====== EXCERPTED PASSAGE
Meath S.F.C.
- Season: 2006
- Champions: Wolfe Tones 1st Senior Football Championship title
- Relegated: Cortown
- Leinster SCFC: Wolfe Tones (Quarter-final Replay) UCD 1-11, Wolfe Tones 0-11
- All Ireland SCFC: N/A
- Winning Captain: Darren McGrath (Wolfe Tones)
- Man of the Match: Cian Ward (Wolfe Tones)

= 2006 Meath Senior Football Championship =

The 2006 Meath Senior Football Championship was the 114th edition of the Meath GAA's premier club Gaelic football tournament for senior graded teams in County Meath, Ireland. The tournament consists of 16 teams, with the winner going on to represent Meath in the Leinster Senior Club Football Championship. The championship starts with a group stage and then progresses to a knock out stage.

St. Peter's Dunboyne were the defending champions after they defeated Navan O'Mahonys in the previous years final.
============
* EXERCISE TASK 1: From the 2006 Meath championship article, extract the passage that begins at the words "- Season: 2006" and ends after the words "McGrath (Wolfe Tones)".
* EXERCISE TASK 2: Extend the 2006 Meath championship article past its final sentence.
====== DATA EXCERPTS
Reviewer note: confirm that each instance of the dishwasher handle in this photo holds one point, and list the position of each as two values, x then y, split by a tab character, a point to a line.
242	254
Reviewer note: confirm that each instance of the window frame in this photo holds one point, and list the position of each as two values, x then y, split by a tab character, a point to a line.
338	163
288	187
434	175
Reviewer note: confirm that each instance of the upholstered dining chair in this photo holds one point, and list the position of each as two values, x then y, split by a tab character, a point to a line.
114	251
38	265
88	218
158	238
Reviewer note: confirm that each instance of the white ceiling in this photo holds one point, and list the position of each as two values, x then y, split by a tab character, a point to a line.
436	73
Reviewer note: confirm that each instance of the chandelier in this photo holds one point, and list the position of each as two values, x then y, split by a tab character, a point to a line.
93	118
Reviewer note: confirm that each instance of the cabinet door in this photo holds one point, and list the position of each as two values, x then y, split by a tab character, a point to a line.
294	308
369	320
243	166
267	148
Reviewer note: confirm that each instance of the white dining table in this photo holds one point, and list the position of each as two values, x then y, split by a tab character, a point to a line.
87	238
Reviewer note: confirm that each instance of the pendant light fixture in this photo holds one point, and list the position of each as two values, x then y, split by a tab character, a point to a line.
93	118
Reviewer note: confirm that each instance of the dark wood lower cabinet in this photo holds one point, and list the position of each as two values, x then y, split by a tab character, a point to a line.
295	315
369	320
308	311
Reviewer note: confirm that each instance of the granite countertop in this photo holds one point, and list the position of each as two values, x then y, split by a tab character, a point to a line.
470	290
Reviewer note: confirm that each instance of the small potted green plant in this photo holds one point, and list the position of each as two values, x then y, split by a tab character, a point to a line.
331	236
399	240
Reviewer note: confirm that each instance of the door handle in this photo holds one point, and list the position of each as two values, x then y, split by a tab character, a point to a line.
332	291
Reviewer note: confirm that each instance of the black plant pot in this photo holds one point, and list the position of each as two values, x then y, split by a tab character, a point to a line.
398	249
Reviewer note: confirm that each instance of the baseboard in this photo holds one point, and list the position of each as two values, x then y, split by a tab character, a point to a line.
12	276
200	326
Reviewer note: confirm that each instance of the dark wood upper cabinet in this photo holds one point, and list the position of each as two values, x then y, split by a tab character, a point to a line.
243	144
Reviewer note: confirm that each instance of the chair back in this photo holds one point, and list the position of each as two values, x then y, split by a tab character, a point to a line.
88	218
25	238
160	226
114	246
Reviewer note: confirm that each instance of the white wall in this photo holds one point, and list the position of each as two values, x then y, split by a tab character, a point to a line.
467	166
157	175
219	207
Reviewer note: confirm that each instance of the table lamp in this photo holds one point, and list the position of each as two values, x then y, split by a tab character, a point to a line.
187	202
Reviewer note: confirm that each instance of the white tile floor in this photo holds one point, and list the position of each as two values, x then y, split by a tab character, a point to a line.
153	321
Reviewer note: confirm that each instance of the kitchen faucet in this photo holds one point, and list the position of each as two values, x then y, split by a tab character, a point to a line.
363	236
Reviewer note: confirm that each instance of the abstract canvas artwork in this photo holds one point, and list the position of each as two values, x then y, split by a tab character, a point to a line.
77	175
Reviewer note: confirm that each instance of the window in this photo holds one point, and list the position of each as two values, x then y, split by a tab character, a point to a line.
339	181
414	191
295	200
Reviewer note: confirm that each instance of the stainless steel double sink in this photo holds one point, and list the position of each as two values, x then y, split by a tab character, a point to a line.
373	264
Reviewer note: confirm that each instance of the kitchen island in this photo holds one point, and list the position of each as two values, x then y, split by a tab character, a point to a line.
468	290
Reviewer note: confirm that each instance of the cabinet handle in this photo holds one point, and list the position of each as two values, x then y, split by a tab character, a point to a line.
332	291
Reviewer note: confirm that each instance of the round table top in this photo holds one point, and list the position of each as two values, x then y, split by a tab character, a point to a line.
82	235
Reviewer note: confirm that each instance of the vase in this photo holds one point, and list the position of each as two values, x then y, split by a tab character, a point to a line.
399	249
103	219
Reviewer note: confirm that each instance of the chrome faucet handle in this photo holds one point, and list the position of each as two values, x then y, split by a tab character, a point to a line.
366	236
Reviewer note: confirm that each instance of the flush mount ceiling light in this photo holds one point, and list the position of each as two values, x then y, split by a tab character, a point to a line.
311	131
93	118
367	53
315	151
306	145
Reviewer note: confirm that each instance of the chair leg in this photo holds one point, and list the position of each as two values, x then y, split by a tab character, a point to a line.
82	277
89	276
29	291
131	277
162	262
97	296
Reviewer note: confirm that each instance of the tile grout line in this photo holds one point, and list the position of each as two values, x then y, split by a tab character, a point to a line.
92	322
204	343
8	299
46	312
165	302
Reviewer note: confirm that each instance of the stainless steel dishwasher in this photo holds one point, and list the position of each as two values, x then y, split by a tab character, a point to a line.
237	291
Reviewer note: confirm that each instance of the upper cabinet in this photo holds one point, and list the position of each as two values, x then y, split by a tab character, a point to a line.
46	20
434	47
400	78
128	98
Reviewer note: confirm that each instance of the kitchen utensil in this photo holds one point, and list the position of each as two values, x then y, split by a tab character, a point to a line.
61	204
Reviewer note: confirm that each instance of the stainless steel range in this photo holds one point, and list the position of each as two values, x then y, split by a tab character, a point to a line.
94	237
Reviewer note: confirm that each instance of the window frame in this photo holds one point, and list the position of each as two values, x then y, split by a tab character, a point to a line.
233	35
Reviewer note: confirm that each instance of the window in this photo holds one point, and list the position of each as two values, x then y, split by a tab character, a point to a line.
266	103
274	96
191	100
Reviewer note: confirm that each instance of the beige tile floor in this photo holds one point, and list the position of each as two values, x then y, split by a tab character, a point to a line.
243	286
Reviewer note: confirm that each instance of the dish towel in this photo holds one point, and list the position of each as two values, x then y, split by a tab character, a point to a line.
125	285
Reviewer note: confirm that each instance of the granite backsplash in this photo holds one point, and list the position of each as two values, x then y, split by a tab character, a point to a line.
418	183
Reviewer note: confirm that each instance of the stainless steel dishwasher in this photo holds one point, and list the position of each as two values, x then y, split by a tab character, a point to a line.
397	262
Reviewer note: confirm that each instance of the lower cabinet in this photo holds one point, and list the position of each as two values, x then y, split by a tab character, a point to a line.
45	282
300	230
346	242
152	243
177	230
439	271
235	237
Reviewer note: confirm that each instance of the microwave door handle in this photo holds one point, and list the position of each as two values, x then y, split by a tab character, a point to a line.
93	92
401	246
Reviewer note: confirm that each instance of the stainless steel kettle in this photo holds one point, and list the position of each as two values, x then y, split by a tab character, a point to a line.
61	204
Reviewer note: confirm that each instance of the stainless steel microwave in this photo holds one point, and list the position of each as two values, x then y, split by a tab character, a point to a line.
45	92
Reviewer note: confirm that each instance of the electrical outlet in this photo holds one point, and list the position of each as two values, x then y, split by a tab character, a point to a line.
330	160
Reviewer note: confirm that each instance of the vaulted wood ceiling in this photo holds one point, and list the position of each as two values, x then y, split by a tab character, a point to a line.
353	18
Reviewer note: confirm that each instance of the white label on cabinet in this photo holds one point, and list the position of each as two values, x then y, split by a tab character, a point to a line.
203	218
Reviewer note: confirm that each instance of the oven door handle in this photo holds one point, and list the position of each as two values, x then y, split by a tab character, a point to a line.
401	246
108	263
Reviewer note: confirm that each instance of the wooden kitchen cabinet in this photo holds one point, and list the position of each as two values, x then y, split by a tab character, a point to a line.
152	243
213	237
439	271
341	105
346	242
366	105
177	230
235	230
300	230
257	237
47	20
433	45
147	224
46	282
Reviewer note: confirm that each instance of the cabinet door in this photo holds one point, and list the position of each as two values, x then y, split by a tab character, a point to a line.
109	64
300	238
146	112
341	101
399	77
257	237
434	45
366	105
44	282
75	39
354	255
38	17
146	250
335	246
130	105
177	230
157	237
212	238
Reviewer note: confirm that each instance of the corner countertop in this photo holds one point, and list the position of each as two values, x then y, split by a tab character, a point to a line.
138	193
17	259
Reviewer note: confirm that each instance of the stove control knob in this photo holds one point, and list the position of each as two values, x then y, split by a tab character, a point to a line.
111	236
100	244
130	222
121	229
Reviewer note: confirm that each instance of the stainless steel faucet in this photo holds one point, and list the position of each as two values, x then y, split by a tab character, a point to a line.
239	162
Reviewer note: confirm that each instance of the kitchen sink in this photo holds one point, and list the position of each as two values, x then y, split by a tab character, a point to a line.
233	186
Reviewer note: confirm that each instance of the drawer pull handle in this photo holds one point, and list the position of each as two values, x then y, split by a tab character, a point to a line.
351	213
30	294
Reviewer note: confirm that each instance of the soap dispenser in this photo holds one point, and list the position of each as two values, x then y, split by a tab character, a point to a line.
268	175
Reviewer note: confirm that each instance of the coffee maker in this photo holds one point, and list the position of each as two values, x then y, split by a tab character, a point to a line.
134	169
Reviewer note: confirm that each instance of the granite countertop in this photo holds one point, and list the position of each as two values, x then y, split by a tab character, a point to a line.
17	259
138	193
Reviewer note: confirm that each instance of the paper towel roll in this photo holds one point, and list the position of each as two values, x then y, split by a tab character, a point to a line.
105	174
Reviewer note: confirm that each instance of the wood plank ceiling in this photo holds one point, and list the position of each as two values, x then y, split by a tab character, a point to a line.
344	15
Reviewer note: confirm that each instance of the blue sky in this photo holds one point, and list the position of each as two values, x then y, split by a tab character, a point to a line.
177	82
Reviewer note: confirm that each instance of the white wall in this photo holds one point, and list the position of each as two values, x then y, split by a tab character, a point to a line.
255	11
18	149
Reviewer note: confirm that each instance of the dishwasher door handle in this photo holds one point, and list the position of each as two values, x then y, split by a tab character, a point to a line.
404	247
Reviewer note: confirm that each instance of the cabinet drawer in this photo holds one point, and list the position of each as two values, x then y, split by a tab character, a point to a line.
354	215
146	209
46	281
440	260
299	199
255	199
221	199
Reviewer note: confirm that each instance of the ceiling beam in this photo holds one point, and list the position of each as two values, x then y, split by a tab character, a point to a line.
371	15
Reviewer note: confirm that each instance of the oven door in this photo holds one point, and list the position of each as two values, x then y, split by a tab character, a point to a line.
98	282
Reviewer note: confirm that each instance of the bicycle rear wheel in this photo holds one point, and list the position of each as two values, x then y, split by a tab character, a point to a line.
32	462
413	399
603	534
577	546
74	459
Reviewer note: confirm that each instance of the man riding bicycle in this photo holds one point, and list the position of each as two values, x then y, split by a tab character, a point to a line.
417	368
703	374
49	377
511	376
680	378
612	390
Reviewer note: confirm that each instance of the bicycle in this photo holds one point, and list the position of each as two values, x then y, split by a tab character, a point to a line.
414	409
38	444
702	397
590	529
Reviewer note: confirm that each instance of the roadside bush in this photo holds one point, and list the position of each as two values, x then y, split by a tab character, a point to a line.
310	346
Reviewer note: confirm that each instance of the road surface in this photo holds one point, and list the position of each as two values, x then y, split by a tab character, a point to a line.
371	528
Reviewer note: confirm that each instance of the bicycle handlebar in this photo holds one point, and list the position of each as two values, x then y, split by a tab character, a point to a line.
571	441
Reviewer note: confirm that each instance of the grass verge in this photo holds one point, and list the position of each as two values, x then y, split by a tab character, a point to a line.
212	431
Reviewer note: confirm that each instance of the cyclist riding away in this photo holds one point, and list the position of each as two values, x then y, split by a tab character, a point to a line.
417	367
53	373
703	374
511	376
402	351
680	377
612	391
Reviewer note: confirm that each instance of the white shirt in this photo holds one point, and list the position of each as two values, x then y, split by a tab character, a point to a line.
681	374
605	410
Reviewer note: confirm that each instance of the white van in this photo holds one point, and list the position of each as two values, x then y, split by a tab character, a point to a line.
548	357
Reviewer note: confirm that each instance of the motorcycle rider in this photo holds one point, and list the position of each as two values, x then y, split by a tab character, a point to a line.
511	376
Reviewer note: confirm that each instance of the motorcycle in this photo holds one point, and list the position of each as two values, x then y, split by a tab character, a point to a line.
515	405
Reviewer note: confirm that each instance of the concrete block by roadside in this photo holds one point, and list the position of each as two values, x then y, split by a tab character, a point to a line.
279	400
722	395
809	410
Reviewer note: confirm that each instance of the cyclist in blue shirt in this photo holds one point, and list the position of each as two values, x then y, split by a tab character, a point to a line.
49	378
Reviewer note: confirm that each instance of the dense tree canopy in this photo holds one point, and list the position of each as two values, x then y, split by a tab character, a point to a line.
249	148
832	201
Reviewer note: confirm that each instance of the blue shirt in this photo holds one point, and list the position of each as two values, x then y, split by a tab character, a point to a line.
============
* RIGHT ANSWER 1:
- Season: 2006
- Champions: Wolfe Tones 1st Senior Football Championship title
- Relegated: Cortown
- Leinster SCFC: Wolfe Tones (Quarter-final Replay) UCD 1-11, Wolfe Tones 0-11
- All Ireland SCFC: N/A
- Winning Captain: Darren McGrath (Wolfe Tones)

* RIGHT ANSWER 2:
Duleek were promoted after claiming the 2005 Meath Intermediate Football Championship title, their first Intermediate win since 1978.

On 15 October 2006, Wolfe Tones claimed their 1st Senior Championship title when they defeated Navan O'Mahonys 1-9 to 1-7. Darren McGrath lifted the Tones first ever Keegan Cup while Cian Ward claimed the 'Man of the Match' award.

Cortown were relegated after 10 years in the senior grade.

The group match between Seneschalstown and Cortown at Simonstown on 8 September 2006 was the first ever Meath Senior Football Championship match to be played under lights.

==Team changes==
The following teams have changed division since the 2005 championship season.

===To S.F.C.===
Promoted from I.F.C.
- Duleek - (Intermediate Champions)

===From S.F.C.===
Relegated to I.F.C.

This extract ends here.